((

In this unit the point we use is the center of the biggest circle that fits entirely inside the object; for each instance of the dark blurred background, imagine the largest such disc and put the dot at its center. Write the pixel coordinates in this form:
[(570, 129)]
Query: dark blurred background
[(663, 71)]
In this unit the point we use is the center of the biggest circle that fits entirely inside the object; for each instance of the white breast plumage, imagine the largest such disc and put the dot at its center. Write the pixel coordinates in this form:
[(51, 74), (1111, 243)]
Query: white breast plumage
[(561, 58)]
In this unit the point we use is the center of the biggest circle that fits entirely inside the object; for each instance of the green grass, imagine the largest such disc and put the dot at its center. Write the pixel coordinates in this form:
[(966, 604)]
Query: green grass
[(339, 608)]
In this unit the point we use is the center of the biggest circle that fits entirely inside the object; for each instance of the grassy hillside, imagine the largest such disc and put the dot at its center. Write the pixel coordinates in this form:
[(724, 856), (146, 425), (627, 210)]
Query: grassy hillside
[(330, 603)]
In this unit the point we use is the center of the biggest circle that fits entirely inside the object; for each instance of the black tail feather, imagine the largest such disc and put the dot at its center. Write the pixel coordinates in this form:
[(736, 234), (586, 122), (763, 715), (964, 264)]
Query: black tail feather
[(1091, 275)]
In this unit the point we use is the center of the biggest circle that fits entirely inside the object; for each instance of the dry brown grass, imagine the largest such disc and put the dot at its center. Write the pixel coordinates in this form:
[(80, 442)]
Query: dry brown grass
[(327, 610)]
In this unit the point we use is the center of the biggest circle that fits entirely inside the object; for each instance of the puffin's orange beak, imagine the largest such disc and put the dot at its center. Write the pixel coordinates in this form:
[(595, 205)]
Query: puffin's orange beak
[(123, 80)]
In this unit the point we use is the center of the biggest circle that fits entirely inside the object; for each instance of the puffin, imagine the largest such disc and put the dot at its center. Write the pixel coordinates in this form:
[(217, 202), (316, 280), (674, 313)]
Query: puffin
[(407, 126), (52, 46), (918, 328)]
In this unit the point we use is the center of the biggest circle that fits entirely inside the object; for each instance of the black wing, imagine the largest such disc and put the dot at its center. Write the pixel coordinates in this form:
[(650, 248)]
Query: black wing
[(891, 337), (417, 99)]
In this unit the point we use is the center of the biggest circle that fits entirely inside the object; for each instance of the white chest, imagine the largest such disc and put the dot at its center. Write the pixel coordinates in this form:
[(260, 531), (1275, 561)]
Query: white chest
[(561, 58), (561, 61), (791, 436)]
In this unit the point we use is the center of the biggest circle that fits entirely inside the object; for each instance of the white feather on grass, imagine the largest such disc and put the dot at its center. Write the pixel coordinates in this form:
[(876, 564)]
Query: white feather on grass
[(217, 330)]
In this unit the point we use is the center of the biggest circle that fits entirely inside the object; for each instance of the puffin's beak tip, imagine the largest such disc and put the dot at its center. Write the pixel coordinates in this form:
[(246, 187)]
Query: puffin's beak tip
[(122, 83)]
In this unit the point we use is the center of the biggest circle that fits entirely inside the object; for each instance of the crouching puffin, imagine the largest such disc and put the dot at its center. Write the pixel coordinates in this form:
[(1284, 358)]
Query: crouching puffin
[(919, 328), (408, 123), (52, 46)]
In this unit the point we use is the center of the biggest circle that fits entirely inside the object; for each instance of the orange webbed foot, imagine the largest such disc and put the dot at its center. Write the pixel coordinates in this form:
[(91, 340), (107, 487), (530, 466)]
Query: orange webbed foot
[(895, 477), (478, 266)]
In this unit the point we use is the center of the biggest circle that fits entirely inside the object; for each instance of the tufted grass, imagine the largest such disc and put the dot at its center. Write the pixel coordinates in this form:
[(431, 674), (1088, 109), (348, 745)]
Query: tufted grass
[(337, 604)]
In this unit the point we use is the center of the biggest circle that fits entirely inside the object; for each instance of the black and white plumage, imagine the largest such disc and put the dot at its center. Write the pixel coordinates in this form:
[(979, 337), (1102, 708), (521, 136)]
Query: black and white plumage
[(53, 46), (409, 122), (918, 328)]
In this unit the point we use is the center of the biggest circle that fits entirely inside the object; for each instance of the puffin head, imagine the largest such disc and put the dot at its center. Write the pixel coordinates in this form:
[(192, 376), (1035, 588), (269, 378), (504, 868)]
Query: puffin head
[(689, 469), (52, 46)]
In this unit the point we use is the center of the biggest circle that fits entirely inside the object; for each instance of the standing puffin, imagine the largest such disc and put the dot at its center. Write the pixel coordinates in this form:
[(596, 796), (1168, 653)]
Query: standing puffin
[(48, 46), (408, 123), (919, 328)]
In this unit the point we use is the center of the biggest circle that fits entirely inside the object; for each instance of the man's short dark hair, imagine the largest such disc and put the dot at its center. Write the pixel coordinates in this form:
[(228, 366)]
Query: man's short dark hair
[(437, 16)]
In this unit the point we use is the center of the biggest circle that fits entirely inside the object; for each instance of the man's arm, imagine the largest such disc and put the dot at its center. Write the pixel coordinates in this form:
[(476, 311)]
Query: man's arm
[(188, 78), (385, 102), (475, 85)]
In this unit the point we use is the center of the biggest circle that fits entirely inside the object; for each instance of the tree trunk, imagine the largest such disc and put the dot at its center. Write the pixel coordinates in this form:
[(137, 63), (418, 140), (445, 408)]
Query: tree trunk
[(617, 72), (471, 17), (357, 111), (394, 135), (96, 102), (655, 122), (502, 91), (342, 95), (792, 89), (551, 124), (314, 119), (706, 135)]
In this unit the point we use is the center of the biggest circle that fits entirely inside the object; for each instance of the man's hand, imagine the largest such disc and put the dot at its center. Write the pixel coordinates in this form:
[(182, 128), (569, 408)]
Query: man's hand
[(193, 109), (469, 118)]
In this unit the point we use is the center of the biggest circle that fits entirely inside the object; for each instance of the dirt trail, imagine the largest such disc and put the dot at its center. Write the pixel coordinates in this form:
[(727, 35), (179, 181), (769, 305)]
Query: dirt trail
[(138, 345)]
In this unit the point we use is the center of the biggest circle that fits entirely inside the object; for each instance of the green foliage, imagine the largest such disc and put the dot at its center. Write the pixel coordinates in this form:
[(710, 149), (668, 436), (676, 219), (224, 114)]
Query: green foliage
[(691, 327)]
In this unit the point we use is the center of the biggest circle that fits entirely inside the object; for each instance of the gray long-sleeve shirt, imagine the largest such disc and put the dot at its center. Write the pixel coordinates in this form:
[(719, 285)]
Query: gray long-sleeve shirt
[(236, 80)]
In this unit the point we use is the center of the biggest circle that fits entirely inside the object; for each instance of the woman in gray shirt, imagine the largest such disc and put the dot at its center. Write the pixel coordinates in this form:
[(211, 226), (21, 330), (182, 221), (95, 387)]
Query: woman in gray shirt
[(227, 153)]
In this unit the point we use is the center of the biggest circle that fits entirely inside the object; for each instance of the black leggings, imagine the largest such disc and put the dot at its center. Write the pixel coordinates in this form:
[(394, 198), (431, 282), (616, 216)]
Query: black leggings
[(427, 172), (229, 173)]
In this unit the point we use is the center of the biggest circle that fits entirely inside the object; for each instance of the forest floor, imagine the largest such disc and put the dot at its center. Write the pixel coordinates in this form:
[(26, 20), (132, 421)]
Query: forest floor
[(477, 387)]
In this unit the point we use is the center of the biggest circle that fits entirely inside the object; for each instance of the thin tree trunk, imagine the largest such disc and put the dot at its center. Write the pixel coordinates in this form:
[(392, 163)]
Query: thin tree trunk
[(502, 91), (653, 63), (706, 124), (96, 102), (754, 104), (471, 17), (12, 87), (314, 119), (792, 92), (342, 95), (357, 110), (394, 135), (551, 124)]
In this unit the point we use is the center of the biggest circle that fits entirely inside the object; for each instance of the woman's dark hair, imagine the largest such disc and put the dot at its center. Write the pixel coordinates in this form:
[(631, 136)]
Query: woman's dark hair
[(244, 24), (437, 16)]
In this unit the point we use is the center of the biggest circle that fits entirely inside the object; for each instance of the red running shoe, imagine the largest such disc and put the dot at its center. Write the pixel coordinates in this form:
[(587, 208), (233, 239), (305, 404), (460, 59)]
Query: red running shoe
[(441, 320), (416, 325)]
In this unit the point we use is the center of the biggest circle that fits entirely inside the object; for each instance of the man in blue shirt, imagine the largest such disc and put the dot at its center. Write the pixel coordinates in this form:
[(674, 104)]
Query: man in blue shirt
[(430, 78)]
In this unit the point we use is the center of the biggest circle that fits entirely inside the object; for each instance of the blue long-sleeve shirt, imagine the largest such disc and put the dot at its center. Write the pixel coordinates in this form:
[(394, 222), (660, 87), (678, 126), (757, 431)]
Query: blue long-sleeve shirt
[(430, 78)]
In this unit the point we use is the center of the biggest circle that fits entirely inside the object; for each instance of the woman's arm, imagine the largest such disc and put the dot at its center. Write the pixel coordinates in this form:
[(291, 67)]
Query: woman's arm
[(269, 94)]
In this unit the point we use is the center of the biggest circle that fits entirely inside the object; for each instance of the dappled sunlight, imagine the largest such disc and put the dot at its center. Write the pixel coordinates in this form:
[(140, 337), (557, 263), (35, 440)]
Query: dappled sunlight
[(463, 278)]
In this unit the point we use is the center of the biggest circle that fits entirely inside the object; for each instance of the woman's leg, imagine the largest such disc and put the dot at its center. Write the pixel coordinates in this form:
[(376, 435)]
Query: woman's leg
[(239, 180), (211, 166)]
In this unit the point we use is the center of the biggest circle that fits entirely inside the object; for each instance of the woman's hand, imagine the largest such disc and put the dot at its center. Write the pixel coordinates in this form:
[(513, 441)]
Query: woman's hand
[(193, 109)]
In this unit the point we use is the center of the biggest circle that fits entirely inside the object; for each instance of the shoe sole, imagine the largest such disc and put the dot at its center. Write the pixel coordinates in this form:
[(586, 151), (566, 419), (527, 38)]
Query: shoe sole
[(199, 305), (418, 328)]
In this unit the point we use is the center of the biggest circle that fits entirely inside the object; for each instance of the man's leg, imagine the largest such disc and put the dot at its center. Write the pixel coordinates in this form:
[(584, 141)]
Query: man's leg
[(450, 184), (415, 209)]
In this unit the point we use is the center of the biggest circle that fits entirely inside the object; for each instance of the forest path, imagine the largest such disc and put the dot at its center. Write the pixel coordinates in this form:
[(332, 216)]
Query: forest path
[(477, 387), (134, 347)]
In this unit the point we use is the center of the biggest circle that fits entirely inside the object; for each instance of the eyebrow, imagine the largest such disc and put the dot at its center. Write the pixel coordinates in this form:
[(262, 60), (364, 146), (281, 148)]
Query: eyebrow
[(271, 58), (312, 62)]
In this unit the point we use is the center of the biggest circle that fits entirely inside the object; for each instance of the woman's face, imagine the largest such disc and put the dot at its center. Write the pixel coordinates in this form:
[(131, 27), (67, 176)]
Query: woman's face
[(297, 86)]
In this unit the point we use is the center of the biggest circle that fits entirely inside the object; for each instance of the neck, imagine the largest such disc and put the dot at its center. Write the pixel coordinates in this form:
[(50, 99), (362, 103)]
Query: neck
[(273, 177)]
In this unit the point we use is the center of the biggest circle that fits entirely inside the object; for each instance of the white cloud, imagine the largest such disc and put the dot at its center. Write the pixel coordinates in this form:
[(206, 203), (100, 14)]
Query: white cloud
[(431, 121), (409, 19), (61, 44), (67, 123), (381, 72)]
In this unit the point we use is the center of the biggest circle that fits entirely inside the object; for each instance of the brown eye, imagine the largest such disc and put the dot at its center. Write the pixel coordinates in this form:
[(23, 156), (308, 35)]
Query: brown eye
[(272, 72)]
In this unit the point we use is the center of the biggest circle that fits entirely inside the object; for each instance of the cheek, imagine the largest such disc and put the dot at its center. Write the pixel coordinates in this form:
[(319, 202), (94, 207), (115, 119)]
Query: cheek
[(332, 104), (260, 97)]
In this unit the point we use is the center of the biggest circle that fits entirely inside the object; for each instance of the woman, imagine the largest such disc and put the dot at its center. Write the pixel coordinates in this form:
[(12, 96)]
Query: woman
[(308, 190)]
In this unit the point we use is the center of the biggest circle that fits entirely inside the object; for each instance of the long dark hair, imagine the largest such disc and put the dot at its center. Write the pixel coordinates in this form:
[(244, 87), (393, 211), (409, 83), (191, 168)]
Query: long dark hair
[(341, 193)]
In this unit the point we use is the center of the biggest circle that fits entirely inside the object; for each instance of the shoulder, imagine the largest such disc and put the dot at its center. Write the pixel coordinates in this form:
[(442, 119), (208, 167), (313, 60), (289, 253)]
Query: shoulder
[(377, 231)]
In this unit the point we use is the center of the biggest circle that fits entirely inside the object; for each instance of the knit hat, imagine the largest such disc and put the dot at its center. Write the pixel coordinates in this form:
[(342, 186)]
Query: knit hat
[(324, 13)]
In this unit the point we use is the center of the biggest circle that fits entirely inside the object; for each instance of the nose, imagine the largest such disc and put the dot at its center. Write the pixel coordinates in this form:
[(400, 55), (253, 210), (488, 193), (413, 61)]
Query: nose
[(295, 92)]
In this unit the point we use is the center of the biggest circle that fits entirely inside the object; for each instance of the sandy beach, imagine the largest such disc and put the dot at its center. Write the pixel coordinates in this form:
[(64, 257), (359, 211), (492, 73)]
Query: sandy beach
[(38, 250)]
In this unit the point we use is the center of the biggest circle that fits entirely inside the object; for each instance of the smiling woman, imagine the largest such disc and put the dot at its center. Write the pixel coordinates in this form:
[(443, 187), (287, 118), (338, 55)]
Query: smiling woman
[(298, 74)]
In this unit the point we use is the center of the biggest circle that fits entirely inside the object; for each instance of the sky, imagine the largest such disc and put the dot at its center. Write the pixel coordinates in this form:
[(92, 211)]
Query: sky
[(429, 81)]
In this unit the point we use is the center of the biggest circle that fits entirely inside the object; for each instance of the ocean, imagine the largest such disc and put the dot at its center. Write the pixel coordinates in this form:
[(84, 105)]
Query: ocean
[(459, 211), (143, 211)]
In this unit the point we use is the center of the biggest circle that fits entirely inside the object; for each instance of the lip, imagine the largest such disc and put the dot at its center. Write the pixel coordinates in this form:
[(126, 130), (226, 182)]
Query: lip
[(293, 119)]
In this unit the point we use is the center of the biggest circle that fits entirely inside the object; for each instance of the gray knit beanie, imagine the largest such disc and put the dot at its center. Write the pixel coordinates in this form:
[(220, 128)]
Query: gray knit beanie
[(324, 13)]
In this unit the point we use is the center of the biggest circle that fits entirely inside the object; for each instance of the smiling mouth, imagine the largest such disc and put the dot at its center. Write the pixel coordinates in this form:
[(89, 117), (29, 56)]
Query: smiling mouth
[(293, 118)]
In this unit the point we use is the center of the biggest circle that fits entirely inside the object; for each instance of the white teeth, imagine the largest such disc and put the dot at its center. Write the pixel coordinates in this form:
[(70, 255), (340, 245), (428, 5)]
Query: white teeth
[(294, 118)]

))

Copy everything from the start of the listing down to the line containing "[(561, 58)]", substituting "largest circle" for "biggest circle" and keeping all else the same.

* ANSWER IN FULL:
In this unit the point we use is the center of the largest circle that fits entirely inside the object; for each instance of the dark blurred background, imagine the largest such disc and put the dot at its center. Write the pixel coordinates in this form:
[(570, 129)]
Query: dark blurred background
[(663, 71)]
In this unit the point we use is the center of the largest circle that fits entirely inside the object; for each instance of the white breast plumage, imagine the largest such disc and put the dot at its center. Write the pixel coordinates in this form:
[(51, 74), (1111, 243)]
Query: white breast plumage
[(561, 58)]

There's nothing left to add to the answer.